**ASSIGNMENT:**
Reproduce word for word the passage of the medical marijuana workers' comp article between "In the Cockrell" and "medically recommended marijuana.", inclusive.

Will California allow medical marijuana in workers’ comp? The case of Christopher Cockrell v. Farmers Insurance, Liberty Mutual should shed some light on the matter in the upcoming months.
In the Cockrell case, California attorney Christopher Cockrell sustained an injury to his back, elbow, and heart, while working for Farmers Insurance. Cockrell’s workers’ comp claims were administered by Helmsman Management Services, a third party administrator (TPA) owned by Liberty Mutual. As part of Cockrell’s treatment plan, he self-procured medically recommended marijuana.
In 2011, Cockrell and the TPA stipulated to have an Agreed Medical Examiner (AME), Dr. Ernest Levister, determine if the medical marijuana was reasonable and necessary. The AME agreed to the use of marijuana given the applicant’s claim that his prior opioid use had proved problematic. The AME opinion, therefore, was found to be substantial un-rebutted evidence under LC Sec. 3202.5. Marijuana use is not covered by Medical Treatment Utilization Schedule (MTUS).
Compassionate Use Act Leads to Reimbursement Order
Later, Cockrell sought reimbursement from the TPA for his medical marijuana, (as opposed to the TPA providing marijuana or paying a supplier to do so). On June 20, 2012, the workers’ comp judge (WCJ) found that medical marijuana was reasonable and necessary under LC Sec. 4600, since the Health & Safety Code Sec. 11362.785(d) (AKA the Compassionate Use Act of 1996, which made medical marijuana legal in California) does not bar reimbursement. The WCJ ordered the TPA to reimburse Cockrell for the marijuana.

**EXTRACTED ENTRIES:**
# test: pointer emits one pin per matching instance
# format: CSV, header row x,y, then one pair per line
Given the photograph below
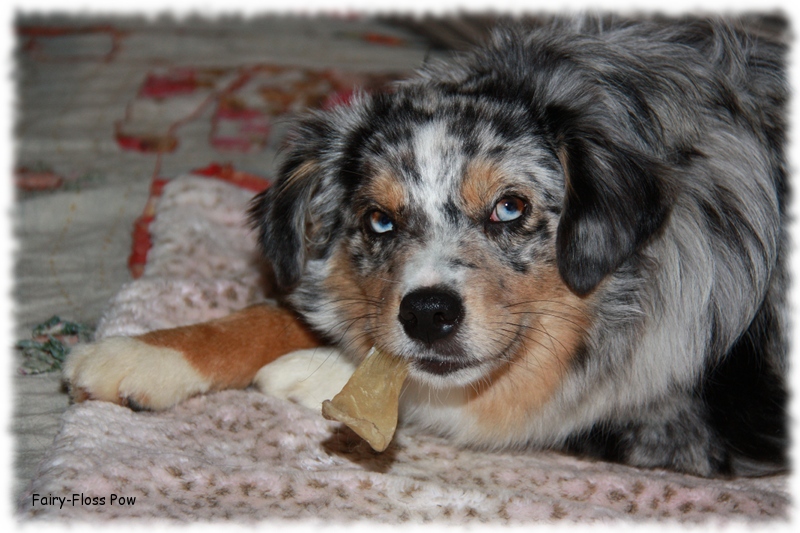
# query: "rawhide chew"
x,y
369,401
---
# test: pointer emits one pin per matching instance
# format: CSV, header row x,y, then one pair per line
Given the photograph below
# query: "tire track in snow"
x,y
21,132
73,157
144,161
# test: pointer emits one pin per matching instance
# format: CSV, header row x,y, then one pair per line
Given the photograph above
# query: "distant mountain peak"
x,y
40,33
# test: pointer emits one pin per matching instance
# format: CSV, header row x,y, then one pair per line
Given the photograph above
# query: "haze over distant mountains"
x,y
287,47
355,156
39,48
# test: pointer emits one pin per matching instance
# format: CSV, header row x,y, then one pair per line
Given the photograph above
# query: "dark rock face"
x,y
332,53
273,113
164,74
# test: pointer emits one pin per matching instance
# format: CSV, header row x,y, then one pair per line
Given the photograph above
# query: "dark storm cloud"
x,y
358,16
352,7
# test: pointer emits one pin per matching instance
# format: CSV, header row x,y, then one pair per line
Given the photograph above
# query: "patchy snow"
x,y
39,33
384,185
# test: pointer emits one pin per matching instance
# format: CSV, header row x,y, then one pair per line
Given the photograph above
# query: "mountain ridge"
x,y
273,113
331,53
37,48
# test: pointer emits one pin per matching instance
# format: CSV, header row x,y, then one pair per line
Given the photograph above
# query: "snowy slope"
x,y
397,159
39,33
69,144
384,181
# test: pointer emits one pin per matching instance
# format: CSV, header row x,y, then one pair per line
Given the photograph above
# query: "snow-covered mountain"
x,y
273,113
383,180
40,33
* * *
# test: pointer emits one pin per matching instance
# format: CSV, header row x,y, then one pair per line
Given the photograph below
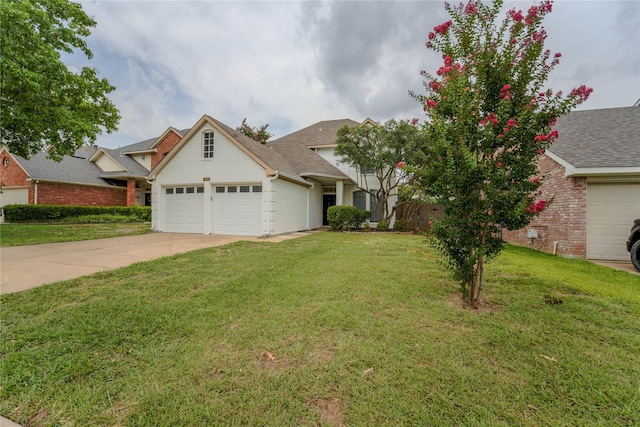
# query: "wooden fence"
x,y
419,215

**SOLUTION FOR THIS PROBLEM:**
In the Cockrell case, California attorney Christopher Cockrell sustained an injury to his back, elbow, and heart, while working for Farmers Insurance. Cockrell’s workers’ comp claims were administered by Helmsman Management Services, a third party administrator (TPA) owned by Liberty Mutual. As part of Cockrell’s treatment plan, he self-procured medically recommended marijuana.